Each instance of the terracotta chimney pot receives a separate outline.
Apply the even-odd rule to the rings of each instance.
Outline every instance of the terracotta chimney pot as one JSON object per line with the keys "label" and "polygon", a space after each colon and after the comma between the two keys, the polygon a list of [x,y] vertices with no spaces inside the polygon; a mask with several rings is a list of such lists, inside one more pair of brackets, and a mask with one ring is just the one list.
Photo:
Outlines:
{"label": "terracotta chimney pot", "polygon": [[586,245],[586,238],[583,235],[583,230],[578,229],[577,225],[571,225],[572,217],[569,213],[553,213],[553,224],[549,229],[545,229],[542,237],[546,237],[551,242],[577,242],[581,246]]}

+++

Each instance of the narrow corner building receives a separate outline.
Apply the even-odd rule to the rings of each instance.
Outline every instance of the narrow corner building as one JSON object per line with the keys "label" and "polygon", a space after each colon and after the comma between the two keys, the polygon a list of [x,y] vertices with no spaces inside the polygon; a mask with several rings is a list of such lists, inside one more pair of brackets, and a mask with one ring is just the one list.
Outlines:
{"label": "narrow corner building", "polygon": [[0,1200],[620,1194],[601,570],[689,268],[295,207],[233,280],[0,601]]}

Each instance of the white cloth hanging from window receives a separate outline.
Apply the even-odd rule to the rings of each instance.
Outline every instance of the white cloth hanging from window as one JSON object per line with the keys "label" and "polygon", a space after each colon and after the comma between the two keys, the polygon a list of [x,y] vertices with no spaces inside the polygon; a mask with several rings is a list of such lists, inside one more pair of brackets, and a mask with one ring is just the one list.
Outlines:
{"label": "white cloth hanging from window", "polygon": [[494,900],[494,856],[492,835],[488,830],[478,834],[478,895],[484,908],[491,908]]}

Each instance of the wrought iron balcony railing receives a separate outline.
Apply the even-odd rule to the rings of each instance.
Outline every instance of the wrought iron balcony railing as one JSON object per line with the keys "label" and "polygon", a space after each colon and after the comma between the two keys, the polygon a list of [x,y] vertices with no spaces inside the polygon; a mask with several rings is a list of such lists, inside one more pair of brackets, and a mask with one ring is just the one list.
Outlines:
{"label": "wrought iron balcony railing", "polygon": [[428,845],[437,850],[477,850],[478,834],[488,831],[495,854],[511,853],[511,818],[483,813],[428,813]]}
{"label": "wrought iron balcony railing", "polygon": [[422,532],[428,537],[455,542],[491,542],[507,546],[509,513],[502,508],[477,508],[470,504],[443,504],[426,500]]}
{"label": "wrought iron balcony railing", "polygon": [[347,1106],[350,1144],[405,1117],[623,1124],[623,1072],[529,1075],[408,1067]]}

+++

WORK REQUEST: Every line above in which the word "receives" occurs is to be copied.

ANSWER SECTION:
Each instance of the terracotta chimney pot receives a separate outline.
Each instance of the narrow corner building receives a separate outline.
Each instance of the white cloth hanging from window receives a separate outline.
Each instance of the wrought iron balcony railing receives a separate outline.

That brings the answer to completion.